— TASK TO CARRY OUT —
Would you please transcribe the records below from the line with "Practice. Locate the black metal" through their final line, exactly and with no other lines?

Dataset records
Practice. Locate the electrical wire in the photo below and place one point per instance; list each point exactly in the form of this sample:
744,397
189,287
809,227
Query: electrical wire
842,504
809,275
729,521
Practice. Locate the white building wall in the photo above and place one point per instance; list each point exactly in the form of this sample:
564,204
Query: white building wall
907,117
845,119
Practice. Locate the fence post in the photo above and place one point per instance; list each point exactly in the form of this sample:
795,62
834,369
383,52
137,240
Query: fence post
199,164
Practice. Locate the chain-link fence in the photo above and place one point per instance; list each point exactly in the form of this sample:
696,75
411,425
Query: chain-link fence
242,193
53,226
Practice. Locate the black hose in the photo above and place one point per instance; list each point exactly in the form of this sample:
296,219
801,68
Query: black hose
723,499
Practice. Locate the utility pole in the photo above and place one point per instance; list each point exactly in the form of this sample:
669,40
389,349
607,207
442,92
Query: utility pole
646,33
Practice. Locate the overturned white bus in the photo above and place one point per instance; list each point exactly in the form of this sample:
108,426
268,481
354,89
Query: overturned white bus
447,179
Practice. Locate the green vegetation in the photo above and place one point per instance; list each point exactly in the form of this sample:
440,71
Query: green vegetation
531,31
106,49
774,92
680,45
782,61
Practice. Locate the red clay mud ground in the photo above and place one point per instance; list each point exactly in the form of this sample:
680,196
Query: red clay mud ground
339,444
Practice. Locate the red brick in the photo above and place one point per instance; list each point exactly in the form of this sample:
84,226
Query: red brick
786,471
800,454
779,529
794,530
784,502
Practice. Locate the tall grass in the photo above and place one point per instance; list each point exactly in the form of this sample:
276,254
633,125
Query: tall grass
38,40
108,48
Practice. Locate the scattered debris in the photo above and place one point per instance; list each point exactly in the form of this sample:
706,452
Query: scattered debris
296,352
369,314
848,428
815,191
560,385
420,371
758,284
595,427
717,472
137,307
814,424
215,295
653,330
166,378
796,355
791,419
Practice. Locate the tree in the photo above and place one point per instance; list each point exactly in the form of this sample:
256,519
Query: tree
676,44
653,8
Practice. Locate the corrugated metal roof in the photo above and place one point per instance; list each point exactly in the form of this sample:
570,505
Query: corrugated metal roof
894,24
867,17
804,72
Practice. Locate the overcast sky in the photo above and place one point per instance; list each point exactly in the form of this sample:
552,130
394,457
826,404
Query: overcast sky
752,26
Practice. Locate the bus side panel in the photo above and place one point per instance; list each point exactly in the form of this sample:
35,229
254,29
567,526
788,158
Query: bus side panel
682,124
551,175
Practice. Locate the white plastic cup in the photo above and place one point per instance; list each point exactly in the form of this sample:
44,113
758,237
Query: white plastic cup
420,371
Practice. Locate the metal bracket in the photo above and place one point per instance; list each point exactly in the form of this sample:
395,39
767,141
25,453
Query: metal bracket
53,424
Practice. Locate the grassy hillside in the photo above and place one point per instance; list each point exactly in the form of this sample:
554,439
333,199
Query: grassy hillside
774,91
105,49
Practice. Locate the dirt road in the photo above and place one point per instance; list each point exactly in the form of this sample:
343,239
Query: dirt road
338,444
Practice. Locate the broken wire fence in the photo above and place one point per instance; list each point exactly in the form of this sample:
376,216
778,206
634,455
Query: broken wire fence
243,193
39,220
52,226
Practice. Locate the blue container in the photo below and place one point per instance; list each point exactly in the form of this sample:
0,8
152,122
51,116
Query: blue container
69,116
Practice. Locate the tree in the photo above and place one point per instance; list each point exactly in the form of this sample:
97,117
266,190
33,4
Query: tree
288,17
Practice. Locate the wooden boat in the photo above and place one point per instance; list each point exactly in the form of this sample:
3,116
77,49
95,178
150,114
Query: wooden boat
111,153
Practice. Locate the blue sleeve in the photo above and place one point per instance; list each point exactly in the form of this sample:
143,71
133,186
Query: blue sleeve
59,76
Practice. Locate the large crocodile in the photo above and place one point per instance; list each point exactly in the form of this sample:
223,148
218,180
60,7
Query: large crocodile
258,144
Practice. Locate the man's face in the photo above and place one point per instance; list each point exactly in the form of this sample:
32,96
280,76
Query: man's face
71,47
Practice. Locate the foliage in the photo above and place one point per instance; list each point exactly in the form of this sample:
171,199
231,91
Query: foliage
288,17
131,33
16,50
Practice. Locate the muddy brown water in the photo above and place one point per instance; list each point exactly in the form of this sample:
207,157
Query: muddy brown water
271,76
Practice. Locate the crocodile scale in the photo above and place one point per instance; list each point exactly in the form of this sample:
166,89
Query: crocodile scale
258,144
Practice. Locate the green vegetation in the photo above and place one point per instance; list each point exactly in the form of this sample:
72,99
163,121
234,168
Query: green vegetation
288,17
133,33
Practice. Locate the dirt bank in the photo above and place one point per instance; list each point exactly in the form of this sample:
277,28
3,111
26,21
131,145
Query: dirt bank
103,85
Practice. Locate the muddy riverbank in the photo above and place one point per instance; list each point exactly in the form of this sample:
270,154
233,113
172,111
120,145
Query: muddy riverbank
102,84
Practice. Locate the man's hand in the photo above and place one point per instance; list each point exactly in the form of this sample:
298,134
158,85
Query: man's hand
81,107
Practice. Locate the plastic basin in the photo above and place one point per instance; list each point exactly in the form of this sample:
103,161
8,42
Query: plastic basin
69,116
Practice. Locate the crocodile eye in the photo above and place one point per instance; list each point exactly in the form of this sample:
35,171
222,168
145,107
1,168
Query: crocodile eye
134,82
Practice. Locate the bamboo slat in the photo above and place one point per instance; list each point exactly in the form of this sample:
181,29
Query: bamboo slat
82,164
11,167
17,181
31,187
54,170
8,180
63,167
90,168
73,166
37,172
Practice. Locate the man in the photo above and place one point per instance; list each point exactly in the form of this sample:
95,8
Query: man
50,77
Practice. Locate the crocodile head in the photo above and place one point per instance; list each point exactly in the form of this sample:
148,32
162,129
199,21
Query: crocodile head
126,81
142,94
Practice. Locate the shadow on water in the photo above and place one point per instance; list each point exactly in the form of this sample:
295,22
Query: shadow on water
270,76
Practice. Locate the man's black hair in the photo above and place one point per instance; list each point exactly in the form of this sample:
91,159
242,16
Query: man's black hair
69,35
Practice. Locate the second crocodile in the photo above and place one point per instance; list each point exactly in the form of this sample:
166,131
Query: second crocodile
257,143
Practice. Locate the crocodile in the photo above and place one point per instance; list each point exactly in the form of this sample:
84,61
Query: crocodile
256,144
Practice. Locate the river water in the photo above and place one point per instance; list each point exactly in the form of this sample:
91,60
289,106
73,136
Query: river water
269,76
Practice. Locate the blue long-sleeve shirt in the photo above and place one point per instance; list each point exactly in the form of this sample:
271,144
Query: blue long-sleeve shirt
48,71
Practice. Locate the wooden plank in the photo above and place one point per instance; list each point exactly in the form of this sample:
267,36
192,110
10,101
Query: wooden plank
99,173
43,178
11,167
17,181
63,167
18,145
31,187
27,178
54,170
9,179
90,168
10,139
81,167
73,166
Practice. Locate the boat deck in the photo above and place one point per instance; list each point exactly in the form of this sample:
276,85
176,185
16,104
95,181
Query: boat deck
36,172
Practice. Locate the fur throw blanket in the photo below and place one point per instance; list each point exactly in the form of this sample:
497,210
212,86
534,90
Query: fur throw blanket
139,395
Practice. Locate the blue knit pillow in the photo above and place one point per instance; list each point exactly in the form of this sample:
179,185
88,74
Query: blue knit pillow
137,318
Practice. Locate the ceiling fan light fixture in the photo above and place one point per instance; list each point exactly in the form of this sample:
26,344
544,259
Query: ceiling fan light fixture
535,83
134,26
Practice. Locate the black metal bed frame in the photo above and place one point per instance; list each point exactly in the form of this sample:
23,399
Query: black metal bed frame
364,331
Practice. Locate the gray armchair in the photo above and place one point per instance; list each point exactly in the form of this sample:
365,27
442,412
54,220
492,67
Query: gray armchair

— ANSWER TO THE EXERCISE —
Practice. Locate the black metal bed frame in the photo above and place one point per instance; list each point exactly in the form of this sample:
23,399
Query: black metal bed frame
364,331
Practice. Locate the gray armchair in the photo above and place one point per instance; list each point exactly in the form of this sample:
365,27
442,412
54,220
492,67
Query: gray armchair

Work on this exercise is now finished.